## Start
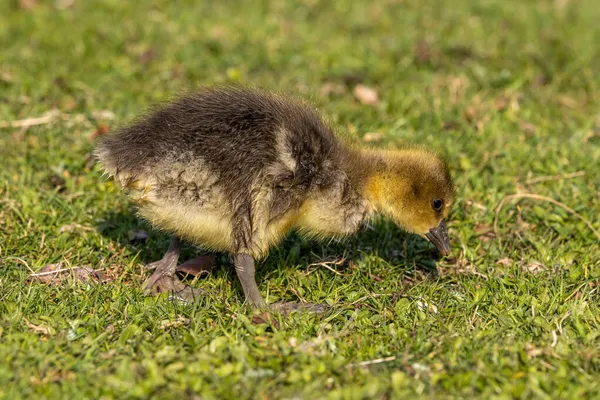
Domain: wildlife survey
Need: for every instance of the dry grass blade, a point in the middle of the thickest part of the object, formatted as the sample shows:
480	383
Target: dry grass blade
371	362
25	123
540	198
558	177
327	265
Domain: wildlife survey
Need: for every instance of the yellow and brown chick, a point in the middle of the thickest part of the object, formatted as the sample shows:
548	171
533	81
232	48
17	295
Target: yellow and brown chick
235	169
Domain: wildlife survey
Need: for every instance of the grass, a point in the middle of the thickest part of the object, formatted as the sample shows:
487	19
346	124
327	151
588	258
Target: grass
509	91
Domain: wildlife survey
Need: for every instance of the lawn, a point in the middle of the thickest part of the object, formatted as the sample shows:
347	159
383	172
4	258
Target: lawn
507	90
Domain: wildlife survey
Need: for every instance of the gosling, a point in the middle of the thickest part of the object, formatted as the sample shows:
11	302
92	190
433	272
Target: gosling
235	169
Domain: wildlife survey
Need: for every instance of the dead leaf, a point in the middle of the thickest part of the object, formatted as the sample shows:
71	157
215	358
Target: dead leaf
371	137
484	232
366	95
180	321
504	261
527	127
39	329
533	267
57	181
103	115
100	130
54	274
330	88
199	265
265	318
138	236
27	4
72	227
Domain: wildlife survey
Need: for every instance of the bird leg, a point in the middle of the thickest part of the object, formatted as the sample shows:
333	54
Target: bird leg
164	279
244	267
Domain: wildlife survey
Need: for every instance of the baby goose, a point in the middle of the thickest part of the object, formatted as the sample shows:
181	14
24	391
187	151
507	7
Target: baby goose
235	169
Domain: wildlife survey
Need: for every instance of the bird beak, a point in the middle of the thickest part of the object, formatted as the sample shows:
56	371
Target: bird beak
439	237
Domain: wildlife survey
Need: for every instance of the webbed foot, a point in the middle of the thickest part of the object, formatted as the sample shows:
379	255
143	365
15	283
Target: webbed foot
166	283
164	280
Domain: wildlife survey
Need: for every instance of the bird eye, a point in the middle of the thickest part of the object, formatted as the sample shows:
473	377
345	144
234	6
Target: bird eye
437	204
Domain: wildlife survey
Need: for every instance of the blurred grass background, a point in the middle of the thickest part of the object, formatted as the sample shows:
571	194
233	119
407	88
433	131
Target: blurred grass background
508	91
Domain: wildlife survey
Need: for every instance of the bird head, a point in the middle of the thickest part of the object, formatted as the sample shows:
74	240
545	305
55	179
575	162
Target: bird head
413	187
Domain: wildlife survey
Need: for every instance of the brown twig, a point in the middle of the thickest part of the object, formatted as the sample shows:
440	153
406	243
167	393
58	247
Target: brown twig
540	198
58	271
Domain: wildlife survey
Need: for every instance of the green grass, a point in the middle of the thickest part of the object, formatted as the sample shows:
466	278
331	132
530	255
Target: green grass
507	90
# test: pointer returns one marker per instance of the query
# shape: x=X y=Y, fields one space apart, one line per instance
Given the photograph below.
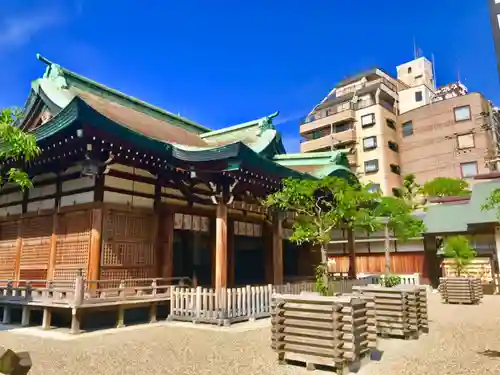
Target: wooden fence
x=229 y=305
x=406 y=279
x=223 y=306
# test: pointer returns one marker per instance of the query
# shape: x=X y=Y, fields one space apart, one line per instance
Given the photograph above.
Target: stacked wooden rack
x=400 y=311
x=337 y=332
x=462 y=290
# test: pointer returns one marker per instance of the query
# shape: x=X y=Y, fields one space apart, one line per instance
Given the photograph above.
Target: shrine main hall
x=126 y=190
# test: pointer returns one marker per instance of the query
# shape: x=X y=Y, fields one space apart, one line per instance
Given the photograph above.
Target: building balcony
x=312 y=123
x=327 y=141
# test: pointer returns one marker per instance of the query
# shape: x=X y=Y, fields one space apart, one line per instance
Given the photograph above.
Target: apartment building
x=359 y=116
x=394 y=126
x=494 y=6
x=453 y=137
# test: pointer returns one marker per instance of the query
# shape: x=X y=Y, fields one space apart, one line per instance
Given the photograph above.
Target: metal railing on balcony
x=330 y=112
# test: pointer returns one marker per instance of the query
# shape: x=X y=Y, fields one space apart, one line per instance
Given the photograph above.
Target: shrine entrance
x=249 y=254
x=192 y=249
x=291 y=256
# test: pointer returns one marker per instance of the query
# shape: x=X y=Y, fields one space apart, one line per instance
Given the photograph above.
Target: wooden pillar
x=168 y=259
x=221 y=246
x=213 y=242
x=230 y=253
x=158 y=232
x=267 y=233
x=95 y=245
x=353 y=272
x=53 y=248
x=277 y=249
x=19 y=247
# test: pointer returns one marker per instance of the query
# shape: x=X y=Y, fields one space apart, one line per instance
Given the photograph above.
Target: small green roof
x=457 y=218
x=480 y=193
x=446 y=218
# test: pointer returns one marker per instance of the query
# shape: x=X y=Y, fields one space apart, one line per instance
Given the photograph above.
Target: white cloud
x=19 y=29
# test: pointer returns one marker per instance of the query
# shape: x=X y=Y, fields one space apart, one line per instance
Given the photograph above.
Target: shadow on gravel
x=490 y=353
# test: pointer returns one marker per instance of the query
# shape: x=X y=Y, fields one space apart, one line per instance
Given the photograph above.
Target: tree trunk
x=324 y=262
x=352 y=254
x=387 y=244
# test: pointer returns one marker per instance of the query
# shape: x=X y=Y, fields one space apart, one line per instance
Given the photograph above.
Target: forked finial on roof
x=339 y=157
x=53 y=73
x=266 y=123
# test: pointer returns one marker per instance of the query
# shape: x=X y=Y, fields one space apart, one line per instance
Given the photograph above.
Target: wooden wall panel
x=36 y=233
x=127 y=245
x=72 y=245
x=8 y=248
x=374 y=263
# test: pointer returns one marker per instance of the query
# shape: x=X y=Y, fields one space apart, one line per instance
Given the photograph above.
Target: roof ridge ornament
x=55 y=74
x=266 y=123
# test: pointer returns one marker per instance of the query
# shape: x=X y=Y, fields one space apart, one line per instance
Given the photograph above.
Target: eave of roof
x=459 y=216
x=79 y=111
x=238 y=127
x=126 y=98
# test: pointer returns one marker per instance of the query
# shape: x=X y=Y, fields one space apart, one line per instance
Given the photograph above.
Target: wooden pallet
x=337 y=332
x=460 y=290
x=313 y=363
x=400 y=311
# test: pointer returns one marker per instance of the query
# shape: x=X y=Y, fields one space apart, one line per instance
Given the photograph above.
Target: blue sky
x=223 y=62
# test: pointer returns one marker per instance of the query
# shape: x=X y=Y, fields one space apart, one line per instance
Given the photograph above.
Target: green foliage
x=445 y=187
x=459 y=250
x=17 y=147
x=400 y=220
x=322 y=279
x=493 y=203
x=323 y=205
x=390 y=281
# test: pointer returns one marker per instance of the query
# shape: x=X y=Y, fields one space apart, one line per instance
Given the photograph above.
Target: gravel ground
x=460 y=339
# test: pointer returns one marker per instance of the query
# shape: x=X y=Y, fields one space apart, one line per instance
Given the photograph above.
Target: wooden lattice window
x=37 y=235
x=127 y=246
x=73 y=240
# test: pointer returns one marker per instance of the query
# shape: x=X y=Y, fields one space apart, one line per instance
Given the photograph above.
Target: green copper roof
x=67 y=78
x=446 y=218
x=74 y=100
x=263 y=123
x=457 y=218
x=480 y=192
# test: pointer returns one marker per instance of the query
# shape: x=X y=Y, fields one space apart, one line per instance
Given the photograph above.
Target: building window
x=317 y=134
x=407 y=129
x=342 y=128
x=390 y=123
x=465 y=141
x=371 y=166
x=374 y=188
x=369 y=143
x=397 y=192
x=393 y=146
x=469 y=169
x=462 y=113
x=368 y=120
x=395 y=168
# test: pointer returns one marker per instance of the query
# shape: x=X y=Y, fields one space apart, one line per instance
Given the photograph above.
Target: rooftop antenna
x=434 y=70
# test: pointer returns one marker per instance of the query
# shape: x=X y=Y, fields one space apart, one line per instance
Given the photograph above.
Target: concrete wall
x=432 y=150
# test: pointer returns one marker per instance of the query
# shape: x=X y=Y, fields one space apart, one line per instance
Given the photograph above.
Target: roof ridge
x=240 y=126
x=123 y=95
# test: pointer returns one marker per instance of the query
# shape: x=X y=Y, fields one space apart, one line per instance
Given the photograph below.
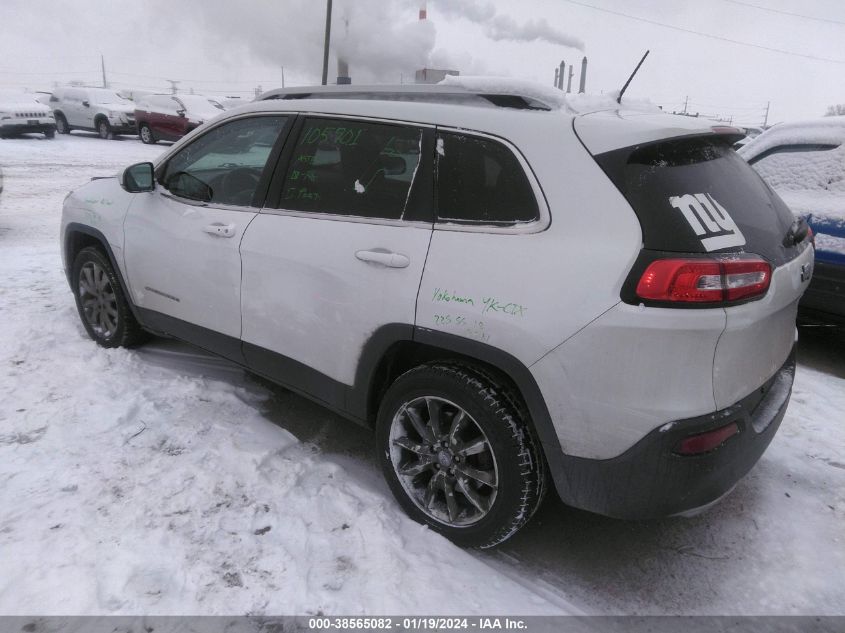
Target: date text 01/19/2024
x=416 y=623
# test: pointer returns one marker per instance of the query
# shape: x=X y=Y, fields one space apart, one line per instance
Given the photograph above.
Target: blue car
x=805 y=164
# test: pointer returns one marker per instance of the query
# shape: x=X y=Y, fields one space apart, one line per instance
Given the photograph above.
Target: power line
x=795 y=15
x=708 y=35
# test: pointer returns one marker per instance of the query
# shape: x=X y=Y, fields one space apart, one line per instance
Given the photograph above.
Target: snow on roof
x=828 y=130
x=576 y=103
x=508 y=86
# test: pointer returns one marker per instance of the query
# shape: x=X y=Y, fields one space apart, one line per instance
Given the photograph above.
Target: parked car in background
x=416 y=259
x=170 y=117
x=21 y=113
x=805 y=163
x=95 y=109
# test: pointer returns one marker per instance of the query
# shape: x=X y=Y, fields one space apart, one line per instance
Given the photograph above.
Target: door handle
x=219 y=229
x=385 y=258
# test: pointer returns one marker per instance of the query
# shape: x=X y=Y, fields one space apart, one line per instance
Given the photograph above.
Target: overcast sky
x=229 y=46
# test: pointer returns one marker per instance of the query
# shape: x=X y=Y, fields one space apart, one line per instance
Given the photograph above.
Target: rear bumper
x=825 y=298
x=650 y=480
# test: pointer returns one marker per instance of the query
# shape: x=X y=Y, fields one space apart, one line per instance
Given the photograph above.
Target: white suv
x=95 y=109
x=503 y=288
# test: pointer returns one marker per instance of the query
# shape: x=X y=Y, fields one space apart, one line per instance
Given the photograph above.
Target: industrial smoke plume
x=380 y=39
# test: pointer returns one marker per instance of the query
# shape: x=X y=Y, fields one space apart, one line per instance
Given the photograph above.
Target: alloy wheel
x=444 y=461
x=98 y=300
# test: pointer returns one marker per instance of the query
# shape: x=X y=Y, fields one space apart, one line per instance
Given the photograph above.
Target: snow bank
x=825 y=130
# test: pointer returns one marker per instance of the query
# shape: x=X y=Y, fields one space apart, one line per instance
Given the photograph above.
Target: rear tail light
x=705 y=280
x=706 y=442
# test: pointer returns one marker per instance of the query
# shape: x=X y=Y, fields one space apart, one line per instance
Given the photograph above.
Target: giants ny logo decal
x=709 y=220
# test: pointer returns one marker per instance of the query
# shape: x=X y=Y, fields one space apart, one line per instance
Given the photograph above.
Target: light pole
x=328 y=38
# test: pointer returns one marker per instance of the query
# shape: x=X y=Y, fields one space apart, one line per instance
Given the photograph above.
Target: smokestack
x=343 y=77
x=583 y=75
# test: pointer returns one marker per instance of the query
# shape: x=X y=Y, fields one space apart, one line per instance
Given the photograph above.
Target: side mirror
x=138 y=178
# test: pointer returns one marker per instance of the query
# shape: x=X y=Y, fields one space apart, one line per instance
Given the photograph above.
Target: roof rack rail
x=427 y=93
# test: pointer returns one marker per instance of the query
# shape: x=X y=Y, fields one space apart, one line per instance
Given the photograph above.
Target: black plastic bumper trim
x=649 y=480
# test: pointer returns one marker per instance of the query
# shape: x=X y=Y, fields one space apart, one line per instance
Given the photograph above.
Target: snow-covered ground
x=161 y=480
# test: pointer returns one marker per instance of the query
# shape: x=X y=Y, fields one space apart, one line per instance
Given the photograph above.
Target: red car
x=170 y=117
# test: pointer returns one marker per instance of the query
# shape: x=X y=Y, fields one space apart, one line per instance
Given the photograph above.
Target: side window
x=224 y=165
x=355 y=168
x=481 y=181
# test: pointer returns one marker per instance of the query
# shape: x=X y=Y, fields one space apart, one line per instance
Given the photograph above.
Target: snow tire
x=126 y=331
x=497 y=412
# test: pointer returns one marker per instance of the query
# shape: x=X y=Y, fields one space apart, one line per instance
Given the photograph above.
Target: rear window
x=696 y=195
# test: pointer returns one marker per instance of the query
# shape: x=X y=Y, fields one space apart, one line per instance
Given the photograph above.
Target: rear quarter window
x=696 y=195
x=480 y=181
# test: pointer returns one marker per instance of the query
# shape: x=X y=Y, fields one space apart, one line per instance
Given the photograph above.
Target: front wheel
x=102 y=306
x=104 y=129
x=459 y=455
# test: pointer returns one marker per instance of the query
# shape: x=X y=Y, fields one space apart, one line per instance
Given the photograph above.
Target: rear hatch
x=695 y=197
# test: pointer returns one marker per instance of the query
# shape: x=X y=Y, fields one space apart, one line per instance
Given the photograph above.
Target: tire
x=104 y=129
x=102 y=306
x=61 y=124
x=146 y=134
x=476 y=482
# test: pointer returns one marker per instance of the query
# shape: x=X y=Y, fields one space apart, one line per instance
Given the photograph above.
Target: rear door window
x=480 y=181
x=354 y=168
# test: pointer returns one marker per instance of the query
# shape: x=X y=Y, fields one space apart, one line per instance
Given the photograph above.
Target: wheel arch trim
x=83 y=229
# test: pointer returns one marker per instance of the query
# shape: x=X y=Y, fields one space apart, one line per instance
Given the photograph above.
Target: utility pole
x=582 y=86
x=327 y=40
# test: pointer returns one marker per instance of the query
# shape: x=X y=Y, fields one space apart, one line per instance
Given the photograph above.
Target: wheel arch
x=393 y=350
x=78 y=236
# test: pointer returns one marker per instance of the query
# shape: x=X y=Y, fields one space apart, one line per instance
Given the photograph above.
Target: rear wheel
x=146 y=134
x=61 y=124
x=458 y=456
x=102 y=306
x=104 y=129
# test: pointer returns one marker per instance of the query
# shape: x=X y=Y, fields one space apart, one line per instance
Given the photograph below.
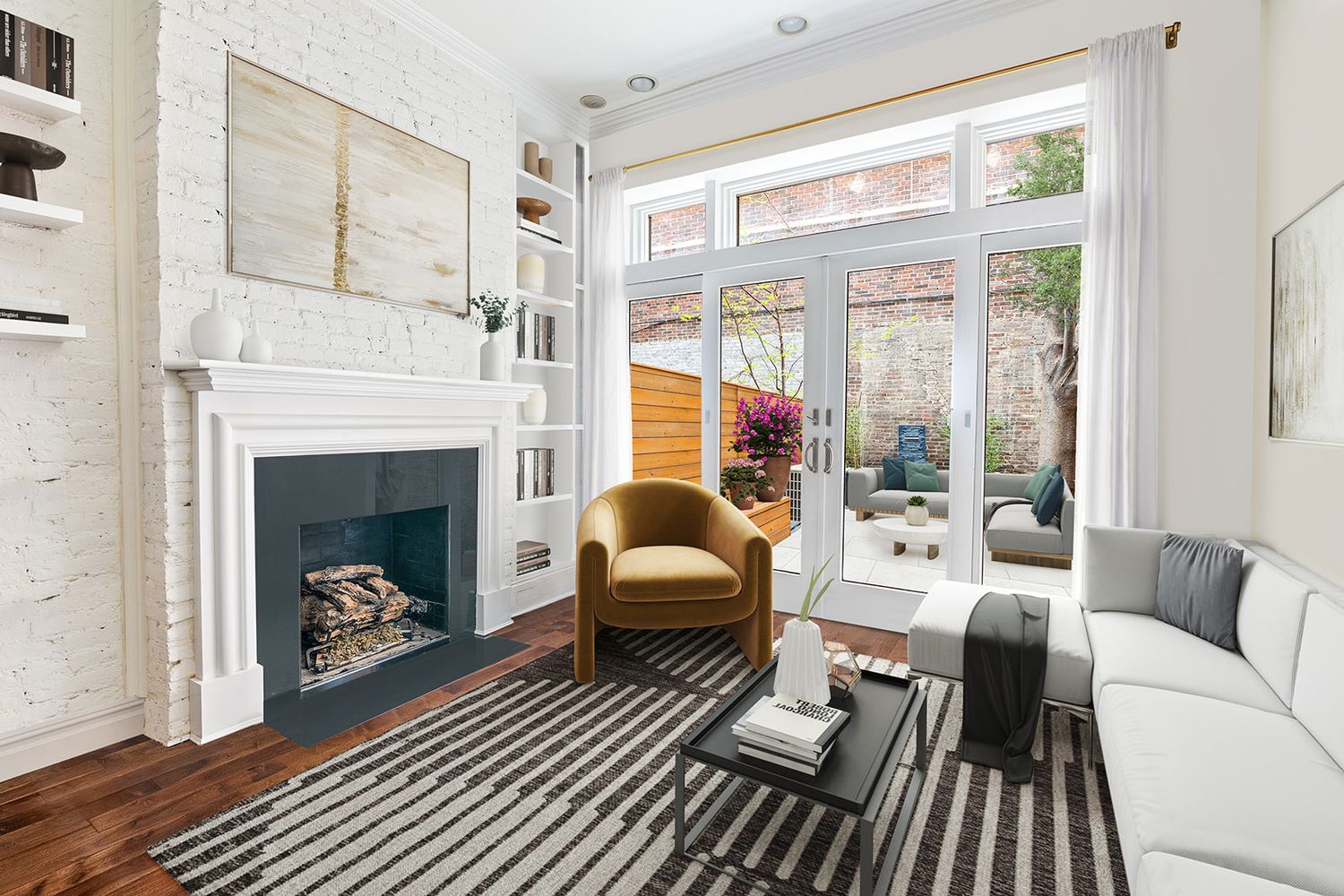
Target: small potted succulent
x=741 y=479
x=917 y=509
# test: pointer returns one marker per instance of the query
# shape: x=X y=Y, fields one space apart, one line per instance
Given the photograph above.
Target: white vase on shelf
x=531 y=273
x=215 y=336
x=801 y=670
x=496 y=357
x=534 y=408
x=255 y=349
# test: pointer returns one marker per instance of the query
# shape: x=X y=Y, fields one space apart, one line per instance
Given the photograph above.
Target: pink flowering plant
x=742 y=477
x=769 y=426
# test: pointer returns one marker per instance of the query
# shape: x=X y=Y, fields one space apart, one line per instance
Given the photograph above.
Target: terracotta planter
x=777 y=478
x=741 y=498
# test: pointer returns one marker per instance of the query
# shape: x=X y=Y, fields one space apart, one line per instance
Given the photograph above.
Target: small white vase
x=531 y=273
x=534 y=409
x=497 y=357
x=255 y=349
x=801 y=670
x=215 y=336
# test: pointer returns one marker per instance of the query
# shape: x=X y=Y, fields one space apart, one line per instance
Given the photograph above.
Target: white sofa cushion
x=1167 y=874
x=1134 y=649
x=938 y=634
x=1225 y=785
x=1120 y=568
x=1269 y=618
x=1319 y=702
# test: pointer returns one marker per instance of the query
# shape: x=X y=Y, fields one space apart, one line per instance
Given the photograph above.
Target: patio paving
x=867 y=557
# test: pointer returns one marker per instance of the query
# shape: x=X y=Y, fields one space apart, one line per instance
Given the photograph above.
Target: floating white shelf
x=34 y=101
x=531 y=185
x=532 y=362
x=548 y=498
x=550 y=427
x=538 y=298
x=40 y=332
x=26 y=211
x=539 y=245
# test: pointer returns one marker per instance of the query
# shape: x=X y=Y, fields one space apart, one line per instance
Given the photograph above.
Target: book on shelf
## End
=== Problem description ===
How many lines in the items above contain the string "wooden"? Reply with the number alone.

=== Solution below ===
6